++++ Text segment ++++

On Saturday, March 8, about 30 current and former student-athletes gathered outside Agganis Arena to rally in support of Greenberg, who is in her 10th season coaching the Terriers. She is the second-winningest coach in team history, with 173 victories and 5 top-three finishes. The supporters held placards reading “Coach Greenberg Cares” and “We Love Coach Greenberg.” They described Greenberg as “tough but fair.”

The former team members who spoke to the Globe told a different story. Of the four women who quit the team this year—all attending BU on athletic scholarships—one said Greenberg’s bullying drove her to seek mental health care, another said she “felt demolished as a person,” and a third said she considered suicide. One told the Globe that she left BU after her “spirit was broken.” The basketball season is over, and one of the complainants is a senior and would be leaving the team anyway. On Saturday, March 15, the Globe reported that two other players had come forward, one claiming that she left the team after being bullied during the 2011–2012 season, and one that she left after being verbally and emotionally abused in 2004. Both had full athletic scholarships.

++++

Requests:
1 – Repeat the stretch of the passage about Coach Greenberg from "The former team" through "full athletic scholarships.", word for word.
2 – List every phrase that appears inside quotation marks in the passage about Coach Greenberg.
3 – Carry on writing the passage about Coach Greenberg from its final sentence.
The items that follow come from a different source than the passage about Coach Greenberg.

++++ Supplied data ++++

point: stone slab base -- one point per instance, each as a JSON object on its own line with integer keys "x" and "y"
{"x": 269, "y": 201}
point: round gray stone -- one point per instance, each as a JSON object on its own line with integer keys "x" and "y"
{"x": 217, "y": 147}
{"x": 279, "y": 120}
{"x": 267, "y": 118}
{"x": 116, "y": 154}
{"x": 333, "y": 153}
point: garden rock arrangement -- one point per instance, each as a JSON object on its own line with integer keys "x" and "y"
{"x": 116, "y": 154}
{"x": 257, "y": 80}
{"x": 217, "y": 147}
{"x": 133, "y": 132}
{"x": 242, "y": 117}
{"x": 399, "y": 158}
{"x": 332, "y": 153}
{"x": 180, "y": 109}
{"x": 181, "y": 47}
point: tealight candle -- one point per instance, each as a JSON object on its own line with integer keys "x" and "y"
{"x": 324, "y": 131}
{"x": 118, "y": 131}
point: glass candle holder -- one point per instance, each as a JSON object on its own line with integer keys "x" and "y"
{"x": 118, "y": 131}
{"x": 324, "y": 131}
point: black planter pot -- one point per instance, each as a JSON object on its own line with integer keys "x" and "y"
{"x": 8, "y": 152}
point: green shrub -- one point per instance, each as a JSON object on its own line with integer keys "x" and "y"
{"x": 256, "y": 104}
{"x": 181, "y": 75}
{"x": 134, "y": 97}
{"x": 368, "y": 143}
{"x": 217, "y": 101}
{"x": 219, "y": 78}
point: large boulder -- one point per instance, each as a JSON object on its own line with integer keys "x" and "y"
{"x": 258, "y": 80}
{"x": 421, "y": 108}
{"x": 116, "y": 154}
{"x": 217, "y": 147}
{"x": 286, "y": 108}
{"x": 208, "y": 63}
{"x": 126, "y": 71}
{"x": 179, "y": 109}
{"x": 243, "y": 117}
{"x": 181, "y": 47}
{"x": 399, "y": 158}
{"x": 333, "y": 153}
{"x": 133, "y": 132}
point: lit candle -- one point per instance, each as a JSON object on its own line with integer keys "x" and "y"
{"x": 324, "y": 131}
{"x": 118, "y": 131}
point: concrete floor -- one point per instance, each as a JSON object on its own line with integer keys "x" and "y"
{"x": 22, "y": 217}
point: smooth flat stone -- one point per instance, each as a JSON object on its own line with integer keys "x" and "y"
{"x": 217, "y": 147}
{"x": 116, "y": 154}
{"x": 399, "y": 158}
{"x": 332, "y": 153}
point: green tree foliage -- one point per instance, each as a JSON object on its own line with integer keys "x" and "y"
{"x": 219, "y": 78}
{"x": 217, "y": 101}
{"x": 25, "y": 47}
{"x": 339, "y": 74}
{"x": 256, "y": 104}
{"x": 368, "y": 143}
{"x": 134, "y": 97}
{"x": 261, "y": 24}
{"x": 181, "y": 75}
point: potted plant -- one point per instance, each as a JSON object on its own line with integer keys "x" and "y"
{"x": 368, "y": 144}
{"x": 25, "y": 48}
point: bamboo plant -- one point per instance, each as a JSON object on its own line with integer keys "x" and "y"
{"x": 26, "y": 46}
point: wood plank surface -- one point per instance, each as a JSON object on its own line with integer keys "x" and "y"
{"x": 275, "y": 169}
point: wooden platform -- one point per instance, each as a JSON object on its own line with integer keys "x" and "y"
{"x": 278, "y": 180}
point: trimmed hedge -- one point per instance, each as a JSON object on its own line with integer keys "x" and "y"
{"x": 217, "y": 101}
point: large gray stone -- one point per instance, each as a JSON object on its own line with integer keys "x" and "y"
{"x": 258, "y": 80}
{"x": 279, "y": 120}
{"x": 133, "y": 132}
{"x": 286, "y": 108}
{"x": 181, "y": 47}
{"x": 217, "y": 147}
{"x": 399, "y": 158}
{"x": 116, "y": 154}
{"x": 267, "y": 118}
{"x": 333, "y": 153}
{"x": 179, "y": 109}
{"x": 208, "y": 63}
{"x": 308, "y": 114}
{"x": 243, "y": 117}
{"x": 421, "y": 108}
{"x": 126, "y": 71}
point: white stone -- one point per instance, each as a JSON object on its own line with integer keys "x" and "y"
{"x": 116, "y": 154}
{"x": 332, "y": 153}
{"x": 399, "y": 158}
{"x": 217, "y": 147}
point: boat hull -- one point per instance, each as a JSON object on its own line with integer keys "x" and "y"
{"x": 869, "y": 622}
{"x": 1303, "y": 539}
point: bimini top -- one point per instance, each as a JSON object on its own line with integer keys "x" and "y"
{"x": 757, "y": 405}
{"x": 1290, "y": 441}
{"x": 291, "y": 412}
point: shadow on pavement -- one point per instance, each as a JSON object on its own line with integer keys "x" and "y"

++++

Responses per task:
1 –
The former team members who spoke to the Globe told a different story. Of the four women who quit the team this year—all attending BU on athletic scholarships—one said Greenberg’s bullying drove her to seek mental health care, another said she “felt demolished as a person,” and a third said she considered suicide. One told the Globe that she left BU after her “spirit was broken.” The basketball season is over, and one of the complainants is a senior and would be leaving the team anyway. On Saturday, March 15, the Globe reported that two other players had come forward, one claiming that she left the team after being bullied during the 2011–2012 season, and one that she left after being verbally and emotionally abused in 2004. Both had full athletic scholarships.

2 –
- Coach Greenberg Cares
- We Love Coach Greenberg
- tough but fair
- felt demolished as a person
- spirit was broken

3 –
Greenberg told BU Today that “out of respect for the review process and Boston University, I will not have any public comment at this time.” The Globe reported Saturday that she has hired an attorney. Last fall the coach received a contract extension through 2017.

Greenberg came to BU in 2004 after five years at the University of Pennsylvania, where she guided her team to two Ivy League championships and was honored for two successive seasons as the Coach of the Year by the Daily Pennsylvanian, the daily independent student newspaper.